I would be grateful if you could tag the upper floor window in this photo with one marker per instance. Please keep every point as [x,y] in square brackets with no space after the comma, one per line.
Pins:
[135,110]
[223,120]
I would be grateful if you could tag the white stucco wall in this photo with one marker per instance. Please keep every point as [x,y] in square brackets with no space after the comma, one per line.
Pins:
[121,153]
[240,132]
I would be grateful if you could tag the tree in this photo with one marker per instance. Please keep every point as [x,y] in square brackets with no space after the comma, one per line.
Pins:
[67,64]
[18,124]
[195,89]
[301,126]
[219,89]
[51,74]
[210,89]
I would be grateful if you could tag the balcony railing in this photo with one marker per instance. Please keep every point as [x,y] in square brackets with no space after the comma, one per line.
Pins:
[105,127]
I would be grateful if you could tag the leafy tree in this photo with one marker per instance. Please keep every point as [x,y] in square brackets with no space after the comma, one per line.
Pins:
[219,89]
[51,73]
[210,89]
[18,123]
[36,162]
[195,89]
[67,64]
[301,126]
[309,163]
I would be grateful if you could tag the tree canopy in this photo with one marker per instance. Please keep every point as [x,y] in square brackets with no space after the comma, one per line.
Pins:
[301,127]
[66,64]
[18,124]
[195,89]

===============

The problem → All of the entries above must be transcribed exactly.

Your solution →
I would be grateful if you could tag the upper floor window in this photo with one marker per instance. Please keep every point as [x,y] in square brackets with no space after the comma, one per line.
Pins:
[135,110]
[223,120]
I would be grateful if you could tag the white stucco wall in this photo with one marker per instance. Please keep every point as [x,y] in square brackets with no space after the comma, one per line.
Pins:
[121,153]
[240,132]
I would be grateful if you could tag the tree in this photo with one marker per instance. Please keep every point as [x,y] in square brackets with no space after the comma, one per line.
Pins:
[67,64]
[18,124]
[195,89]
[301,126]
[219,89]
[51,74]
[210,89]
I would be grateful if you could tag the balcony railing in this photo with one marker per instance. Please keep every point as [x,y] in square brackets with no space after the comma, one per line.
Pins:
[105,127]
I would be grateful if you could tag the leafy tree in this photo with one marker per instance. Please keep every point as [x,y] in square brackets with no space after the comma, one per line.
Pins:
[219,89]
[51,73]
[210,89]
[18,123]
[36,162]
[195,89]
[67,64]
[301,126]
[309,163]
I would be grateful if you could tag the tree canopy in this photo with one marker per instance. Please keep every point as [x,y] in square brackets with no space after the comma, one per line.
Pins:
[301,127]
[66,64]
[18,124]
[195,89]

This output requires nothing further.